▶ [Provided text]
* * *

After owning the PS Audio PWD II for six months, most recently running firmware version 2.4.6 (which is the best I tried), I wanted to move to a dac/preamp solution that would include analog inputs for my phono preamp as well as headphone outputs, and perhaps DSD capability. My search led to the Grace m920, which I purchased through Paul Allen at Sweetwater.
My initial impressions, formed over the last week, follow – I am using the Grace m920 with Dynaudio Gemini speakers, with their superb D260 tweeter, the Bob Latino M-125 140 wpc KT-120 based tube monoblocks, and driven by an Airport Express via toslink streaming Qobuz and my computer-based files at 16/44 and 24/192.. Great care has been taken with my speaker placement for smooth response and optimal soundstage and imaging. My headphones are Sennheiser HD-600s.
The Grace m920 is at once finished like fine jewelry and has a very cool, high tech appearance. The gleaming stainless steel matches my Bob Latino M-125 power amps very well, while the top and bottom plates have an Apple Mac like finish. Very impressive, and clearly conveys its professional heritage. Knobs and controls are all solid and convey quality.
While not a large unit, the input and output flexibility is superb, and the volume knob controlled menuing system is very extensive and well thought out. Separate level control over headphone and line level outputs (there are two) means great flexibility and ease of use. Also, three filter settings are available (linear phase – fast rolloff, linear phase – slow rolloff and minimum phase – fast rolloff). Online firmware updates are available from Grace for Windows computers, and I understand an OS/X version is in development. In addition to Grace’s optional remote, an Apple remote can be used with the m920. I didn’t miss the PWD’s touchscreen, in fact preferred the bright (but dimmable) display on the Grace for use with the remote from 12’ away. The S-lock system was engaged about 50-60% of the time, understandable given the moderate jitter of the Airport Express. The Grace also has a secondary PLL system that further reduces jitter. The Grace m920 uses the new Sabre 9018-2M 32/384 plus DSD chip, and I believe the m920’s volume control is implemented in the analog domain.
These impressions are generally in comparison to the PWD II, which I preferred to the NAD M51, the BMC Puredac and the Oppo BDP-105 which I’ve had in my system over the past year, among others.

* * *

▶ [Stored data]

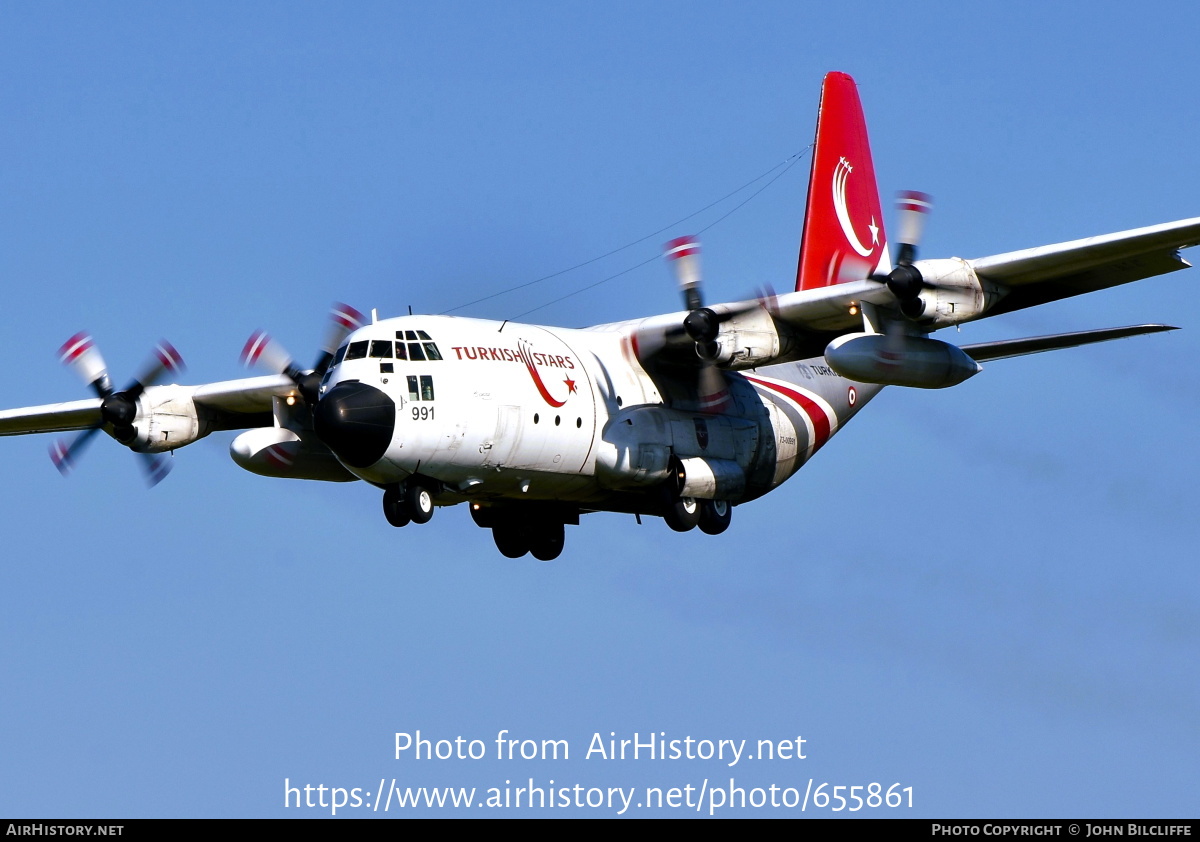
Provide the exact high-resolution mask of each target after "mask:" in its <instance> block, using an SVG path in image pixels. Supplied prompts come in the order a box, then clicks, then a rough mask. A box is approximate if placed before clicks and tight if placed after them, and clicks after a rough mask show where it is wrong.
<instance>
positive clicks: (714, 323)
mask: <svg viewBox="0 0 1200 842" xmlns="http://www.w3.org/2000/svg"><path fill="white" fill-rule="evenodd" d="M664 251H665V253H666V257H667V259H668V260H670V261H671V265H672V267H673V269H674V272H676V278H677V279H678V282H679V290H680V291H682V293H683V301H684V307H686V308H688V311H689V313H688V315H686V317H685V318H684V320H683V330H684V332H685V333H686V335H688V336H689V337H691V339H692V341H694V342H695V343H696V355H697V356H698V357H700V359H701V367H700V372H698V373H697V377H696V389H697V392H698V395H700V409H701V411H703V413H719V411H721V410H722V409H724V408H725V405H726V403H728V399H730V389H728V384H726V381H725V373H724V372H721V369H720V368H718V367H716V363H715V360H716V355H718V354H719V353H720V347H719V345H718V344H716V337H718V336H719V335H720V332H721V323H722V321H727V320H730V319H731V318H733V317H734V315H737V314H738V312H728V313H718V312H715V311H713V309H709V308H708V307H706V306H704V300H703V296H702V295H701V291H700V242H698V241H697V240H696V239H695V237H694V236H680V237H676V239H674V240H671V241H670V242H667V243H666V246H665V247H664Z"/></svg>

* * *

▶ [Task list]
(a) According to the Grace m920 impressions, why was it understandable that the S-lock system was engaged only about 50-60% of the time? Answer in one to three sentences.
(b) Extend the Grace m920 impressions, beginning right after their last sentence.

▶ [Set of answers]
(a) The writer considers it understandable because the Airport Express feeding the Grace m920 has moderate jitter.

(b)
I listen primarily to well-recorded acoustic jazz, and since I play jazz guitar I feel that I have a good reference for what real instruments should sound like.
In other DACs, I found the Sabre 9018 to be a bit “tizzy” in the high end, with mids suppressed in comparison. Not so with the Grace m920. Using the Linear Phase – slow filter, which sounded best in my system, cymbals were clear, metallic and smooth (vs dry and sandpapery). Great air around instruments, and completely non-fatiguing. Very little sibilance on female vocalists, with just the right mix of detail and musicality in my system.
The Grace m920 has plenty of drive, with great dynamics, especially in the bass, which is extended and articulate – I could easily focus on the harmonics in Ray Brown or Ron Carter’s string bass, for example.
The soundstage was wide and deep, with great image stability. Many jaw dropping moments as I stared in wonder at a 3-D, visual representation of instruments in space. I believe this reflects the very close channel matching – within .05db at all frequencies, extended frequency response and Grace’s attention to power supply and analog output stage design.
The m920 includes a crossfeed circuit that provides a sophisticated signal mix to enhance the headphone listening experience. This is described further on their site, and I found works very well.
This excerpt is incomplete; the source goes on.